◆ Task details
Lay out everything from the line that contains "Data labeling task. Class: blueberry." down through the line that contains "[46,11,250,157]" as a Markdown table with two columns, Row and Line, numbering each line in order and leaving out any blank lines.

◆ Given data
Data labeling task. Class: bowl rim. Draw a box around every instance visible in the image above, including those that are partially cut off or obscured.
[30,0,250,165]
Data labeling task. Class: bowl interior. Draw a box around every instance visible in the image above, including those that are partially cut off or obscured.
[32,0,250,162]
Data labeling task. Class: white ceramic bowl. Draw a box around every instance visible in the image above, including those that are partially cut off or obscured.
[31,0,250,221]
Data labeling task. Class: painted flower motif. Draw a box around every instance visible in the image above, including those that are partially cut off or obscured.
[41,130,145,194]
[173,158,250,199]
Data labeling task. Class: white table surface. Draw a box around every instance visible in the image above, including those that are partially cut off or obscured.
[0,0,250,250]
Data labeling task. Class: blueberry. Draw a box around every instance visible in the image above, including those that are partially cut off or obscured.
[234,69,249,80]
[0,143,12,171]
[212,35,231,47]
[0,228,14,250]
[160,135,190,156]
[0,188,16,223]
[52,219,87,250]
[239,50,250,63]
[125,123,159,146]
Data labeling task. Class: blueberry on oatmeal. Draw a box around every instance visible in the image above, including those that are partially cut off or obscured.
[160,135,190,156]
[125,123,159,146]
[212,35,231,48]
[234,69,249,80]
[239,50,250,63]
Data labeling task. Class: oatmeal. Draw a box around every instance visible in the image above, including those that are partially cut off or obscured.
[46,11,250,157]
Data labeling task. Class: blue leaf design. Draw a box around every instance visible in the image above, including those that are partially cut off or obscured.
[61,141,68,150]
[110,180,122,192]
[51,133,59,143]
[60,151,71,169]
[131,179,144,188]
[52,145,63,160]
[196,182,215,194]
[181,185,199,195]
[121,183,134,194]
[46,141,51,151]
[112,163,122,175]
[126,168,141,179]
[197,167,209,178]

◆ The solution
| Row | Line |
|---|---|
| 1 | Data labeling task. Class: blueberry. Draw a box around every instance visible in the image above, including those that are partially cut off or obscured. |
| 2 | [234,69,249,80] |
| 3 | [0,143,12,171] |
| 4 | [212,35,231,47] |
| 5 | [0,228,14,250] |
| 6 | [160,135,190,156] |
| 7 | [0,188,16,223] |
| 8 | [52,219,87,250] |
| 9 | [239,50,250,63] |
| 10 | [125,123,159,146] |
| 11 | Data labeling task. Class: blueberry on oatmeal. Draw a box around every instance visible in the image above, including those that are partially cut off or obscured. |
| 12 | [160,135,190,156] |
| 13 | [125,123,159,146] |
| 14 | [212,35,231,48] |
| 15 | [234,69,249,80] |
| 16 | [239,50,250,63] |
| 17 | Data labeling task. Class: oatmeal. Draw a box around every instance visible in the image above, including those that are partially cut off or obscured. |
| 18 | [46,11,250,157] |